**Consigne:**
Dans l'extrait sur les violences visant Martin Fayulu, relevez tous les moyens que la police aurait employés contre le rassemblement de la coalition Lamuka à Lubumbashi.

**Extrait du document:**
Les inquiétudes de Madame Bachelet sont ainsi exprimées suite aux violences faites à l’endroit de Martin Fayulu, candidat de la coalition Lamuka en date du 11 décembre à Lubumbashi et le 12 décembre à Kolwezi.

A Lubumbashi, au moins trois hommes ont été tués et plusieurs autres blessés après que la police aurait tiré à balles réelles et utilisé des gaz lacrymogènes et des canons à eau contre un rassemblement de la coalition Lamuka.

« Je suis profondément préoccupée par les informations faisant état d’un usage excessif de la force, y compris des balles réelles, par les forces de sécurité contre les rassemblements de l’opposition », a – t – elle déclaré.

Bien plus, renchérit – elle dans le communiqué, les rapports indiquant l’utilisation de discours incendiaires par les dirigeants politiques m’inquiètent également.

D’où, sa demande aux autorités congolaises de « veiller à ce que les droits à la liberté d’expression et de réunion pacifique soient pleinement protégés et qu’elles prennent toutes les mesures possibles pour prévenir les actes de violence ». Car, il s’agit d’après elle, de veiller à ce que tous les candidats soient en mesure de tenir des réunions et des rassemblements pour battre campagne en toute sérénité.

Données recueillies
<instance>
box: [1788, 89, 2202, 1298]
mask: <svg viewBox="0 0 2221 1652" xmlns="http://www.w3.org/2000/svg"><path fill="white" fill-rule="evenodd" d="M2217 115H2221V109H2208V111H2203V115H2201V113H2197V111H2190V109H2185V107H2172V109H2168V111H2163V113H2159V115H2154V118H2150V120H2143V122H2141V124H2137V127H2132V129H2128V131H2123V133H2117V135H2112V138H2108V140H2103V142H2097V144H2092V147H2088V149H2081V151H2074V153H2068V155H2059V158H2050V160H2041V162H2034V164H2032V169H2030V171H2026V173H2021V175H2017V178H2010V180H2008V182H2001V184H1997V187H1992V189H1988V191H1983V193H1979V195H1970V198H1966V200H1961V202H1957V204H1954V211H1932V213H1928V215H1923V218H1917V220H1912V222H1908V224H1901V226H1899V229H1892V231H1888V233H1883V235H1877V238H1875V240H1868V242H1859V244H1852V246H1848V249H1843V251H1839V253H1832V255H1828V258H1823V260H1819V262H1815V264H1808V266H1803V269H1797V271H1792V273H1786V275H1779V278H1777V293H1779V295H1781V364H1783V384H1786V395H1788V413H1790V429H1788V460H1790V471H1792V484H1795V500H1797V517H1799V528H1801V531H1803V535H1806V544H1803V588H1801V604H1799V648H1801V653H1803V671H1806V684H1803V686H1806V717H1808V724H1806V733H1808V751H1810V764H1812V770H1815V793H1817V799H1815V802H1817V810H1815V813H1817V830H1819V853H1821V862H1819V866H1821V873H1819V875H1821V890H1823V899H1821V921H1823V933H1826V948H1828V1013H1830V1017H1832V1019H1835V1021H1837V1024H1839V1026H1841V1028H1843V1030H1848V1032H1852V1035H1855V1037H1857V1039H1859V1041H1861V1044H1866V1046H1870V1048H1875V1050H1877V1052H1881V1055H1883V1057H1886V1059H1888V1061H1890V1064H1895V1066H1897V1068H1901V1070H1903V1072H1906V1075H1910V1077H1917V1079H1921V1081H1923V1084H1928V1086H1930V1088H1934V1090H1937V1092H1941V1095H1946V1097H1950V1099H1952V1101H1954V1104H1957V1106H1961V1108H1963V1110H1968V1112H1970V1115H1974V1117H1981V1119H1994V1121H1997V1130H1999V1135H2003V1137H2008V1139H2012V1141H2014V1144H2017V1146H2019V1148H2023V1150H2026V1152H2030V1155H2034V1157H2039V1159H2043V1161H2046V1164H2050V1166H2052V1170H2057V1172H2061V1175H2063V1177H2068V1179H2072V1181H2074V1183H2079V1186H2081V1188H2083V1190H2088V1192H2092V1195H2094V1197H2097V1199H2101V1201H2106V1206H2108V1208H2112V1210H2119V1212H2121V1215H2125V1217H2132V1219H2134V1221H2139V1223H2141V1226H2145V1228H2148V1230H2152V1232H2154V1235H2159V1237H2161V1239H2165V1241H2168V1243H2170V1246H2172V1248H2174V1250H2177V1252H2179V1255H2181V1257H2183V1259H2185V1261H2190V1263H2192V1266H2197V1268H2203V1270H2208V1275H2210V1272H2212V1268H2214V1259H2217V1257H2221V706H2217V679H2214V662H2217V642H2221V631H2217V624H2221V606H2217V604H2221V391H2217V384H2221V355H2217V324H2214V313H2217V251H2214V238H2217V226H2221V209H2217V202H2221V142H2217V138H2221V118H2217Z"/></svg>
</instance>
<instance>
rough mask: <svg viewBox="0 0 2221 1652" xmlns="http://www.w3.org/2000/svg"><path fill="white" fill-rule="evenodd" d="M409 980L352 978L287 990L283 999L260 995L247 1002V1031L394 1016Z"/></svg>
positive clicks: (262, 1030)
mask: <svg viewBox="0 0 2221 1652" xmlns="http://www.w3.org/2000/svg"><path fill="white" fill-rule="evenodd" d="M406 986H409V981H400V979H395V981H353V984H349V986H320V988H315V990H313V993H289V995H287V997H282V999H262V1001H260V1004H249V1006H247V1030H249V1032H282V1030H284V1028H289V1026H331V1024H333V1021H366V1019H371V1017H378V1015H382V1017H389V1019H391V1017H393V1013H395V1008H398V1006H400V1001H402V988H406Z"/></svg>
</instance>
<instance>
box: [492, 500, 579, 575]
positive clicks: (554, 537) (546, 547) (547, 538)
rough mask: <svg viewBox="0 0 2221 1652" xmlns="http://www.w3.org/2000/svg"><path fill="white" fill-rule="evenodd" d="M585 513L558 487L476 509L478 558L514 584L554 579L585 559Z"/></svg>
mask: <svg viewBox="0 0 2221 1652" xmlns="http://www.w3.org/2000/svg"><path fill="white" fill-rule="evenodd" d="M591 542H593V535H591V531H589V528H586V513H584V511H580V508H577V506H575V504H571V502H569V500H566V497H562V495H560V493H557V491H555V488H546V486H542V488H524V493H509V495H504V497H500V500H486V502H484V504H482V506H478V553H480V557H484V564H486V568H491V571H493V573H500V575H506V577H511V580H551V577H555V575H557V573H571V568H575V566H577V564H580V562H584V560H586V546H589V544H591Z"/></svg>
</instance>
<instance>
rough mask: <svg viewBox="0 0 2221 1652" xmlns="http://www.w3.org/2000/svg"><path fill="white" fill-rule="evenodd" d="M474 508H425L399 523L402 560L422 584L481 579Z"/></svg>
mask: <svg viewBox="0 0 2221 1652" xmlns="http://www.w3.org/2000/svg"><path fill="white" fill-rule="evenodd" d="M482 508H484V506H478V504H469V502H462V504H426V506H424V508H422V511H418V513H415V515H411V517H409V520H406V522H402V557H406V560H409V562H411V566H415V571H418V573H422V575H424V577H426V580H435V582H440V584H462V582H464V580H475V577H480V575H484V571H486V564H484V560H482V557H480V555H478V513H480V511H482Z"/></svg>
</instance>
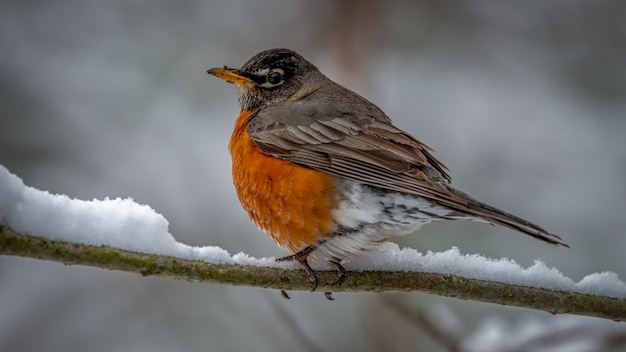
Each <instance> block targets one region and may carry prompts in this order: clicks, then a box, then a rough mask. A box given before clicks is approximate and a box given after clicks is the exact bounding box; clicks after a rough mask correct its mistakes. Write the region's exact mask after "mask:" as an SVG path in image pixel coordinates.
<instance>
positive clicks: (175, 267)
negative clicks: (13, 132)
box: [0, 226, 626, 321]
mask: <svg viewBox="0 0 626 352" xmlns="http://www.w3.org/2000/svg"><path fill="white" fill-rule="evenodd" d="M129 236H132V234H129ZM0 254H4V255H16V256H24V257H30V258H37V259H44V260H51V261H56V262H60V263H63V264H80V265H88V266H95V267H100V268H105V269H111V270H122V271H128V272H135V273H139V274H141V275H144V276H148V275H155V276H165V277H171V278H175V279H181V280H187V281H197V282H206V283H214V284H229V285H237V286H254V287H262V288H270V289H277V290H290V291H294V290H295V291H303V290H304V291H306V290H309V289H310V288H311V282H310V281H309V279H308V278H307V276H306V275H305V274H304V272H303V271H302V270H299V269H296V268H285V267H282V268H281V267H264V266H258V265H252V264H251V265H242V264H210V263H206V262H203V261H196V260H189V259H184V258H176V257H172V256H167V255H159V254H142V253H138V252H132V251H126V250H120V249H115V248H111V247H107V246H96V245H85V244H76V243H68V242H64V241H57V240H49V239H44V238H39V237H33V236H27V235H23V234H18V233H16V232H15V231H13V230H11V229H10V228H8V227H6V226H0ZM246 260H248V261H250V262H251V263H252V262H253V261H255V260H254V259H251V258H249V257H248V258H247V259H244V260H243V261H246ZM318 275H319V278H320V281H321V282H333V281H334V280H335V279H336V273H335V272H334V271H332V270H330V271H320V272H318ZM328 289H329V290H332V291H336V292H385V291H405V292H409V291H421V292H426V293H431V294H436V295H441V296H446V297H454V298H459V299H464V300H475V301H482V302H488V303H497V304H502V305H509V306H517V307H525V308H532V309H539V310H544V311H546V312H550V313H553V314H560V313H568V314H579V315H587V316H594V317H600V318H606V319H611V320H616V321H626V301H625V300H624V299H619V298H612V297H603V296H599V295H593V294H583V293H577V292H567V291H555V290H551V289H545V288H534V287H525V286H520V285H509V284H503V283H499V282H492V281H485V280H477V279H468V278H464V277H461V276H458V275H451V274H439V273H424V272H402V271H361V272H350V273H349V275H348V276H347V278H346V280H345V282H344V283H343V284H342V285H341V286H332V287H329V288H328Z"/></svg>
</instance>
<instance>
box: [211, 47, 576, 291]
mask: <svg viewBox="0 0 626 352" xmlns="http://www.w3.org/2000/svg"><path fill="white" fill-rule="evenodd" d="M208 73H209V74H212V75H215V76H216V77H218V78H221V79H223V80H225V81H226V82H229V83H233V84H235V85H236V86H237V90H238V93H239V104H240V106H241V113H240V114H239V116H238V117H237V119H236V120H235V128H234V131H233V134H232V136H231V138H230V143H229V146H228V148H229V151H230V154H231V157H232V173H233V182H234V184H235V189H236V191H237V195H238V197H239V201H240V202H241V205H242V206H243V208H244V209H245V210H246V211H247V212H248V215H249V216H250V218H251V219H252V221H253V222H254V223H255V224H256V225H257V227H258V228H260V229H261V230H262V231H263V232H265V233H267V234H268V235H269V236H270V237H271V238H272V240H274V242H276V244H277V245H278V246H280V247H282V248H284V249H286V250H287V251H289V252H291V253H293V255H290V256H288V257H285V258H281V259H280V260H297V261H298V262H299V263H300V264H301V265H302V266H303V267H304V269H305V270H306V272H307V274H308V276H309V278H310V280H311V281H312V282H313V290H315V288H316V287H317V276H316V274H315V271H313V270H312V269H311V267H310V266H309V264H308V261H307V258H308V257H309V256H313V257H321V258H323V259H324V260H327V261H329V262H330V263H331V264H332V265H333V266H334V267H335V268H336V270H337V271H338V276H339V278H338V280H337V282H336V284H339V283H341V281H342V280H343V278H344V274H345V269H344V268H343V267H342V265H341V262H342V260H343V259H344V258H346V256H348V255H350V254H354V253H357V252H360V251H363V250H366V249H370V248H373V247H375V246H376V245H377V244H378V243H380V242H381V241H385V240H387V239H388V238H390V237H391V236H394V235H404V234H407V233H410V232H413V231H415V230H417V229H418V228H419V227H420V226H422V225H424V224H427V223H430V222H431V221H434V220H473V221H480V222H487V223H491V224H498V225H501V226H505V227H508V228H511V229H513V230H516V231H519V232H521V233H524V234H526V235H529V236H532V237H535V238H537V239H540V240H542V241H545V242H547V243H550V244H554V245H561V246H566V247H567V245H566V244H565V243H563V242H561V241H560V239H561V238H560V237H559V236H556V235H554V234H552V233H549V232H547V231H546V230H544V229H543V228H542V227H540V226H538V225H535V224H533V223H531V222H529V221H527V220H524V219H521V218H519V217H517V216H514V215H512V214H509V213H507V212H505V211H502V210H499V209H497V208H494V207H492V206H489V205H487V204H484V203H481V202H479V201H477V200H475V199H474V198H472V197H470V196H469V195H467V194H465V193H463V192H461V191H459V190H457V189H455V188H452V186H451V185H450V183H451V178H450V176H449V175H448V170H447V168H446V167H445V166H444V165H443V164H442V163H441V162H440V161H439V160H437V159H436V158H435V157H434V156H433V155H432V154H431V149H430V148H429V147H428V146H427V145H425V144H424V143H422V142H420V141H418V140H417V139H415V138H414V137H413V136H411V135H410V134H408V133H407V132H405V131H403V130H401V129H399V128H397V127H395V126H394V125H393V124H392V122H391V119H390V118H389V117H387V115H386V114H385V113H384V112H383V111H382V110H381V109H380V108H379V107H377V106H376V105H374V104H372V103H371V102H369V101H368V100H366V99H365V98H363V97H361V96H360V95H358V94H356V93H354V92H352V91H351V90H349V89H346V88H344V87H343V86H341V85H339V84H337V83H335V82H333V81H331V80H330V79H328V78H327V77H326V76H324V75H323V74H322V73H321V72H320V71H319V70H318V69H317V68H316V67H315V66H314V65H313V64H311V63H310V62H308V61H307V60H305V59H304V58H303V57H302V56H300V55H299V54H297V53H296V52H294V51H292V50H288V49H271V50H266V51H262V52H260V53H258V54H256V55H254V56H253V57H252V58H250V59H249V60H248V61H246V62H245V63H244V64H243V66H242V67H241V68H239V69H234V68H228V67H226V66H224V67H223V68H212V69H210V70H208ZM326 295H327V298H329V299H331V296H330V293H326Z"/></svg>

**Solution:**
- balles réelles
- gaz lacrymogènes
- canons à eau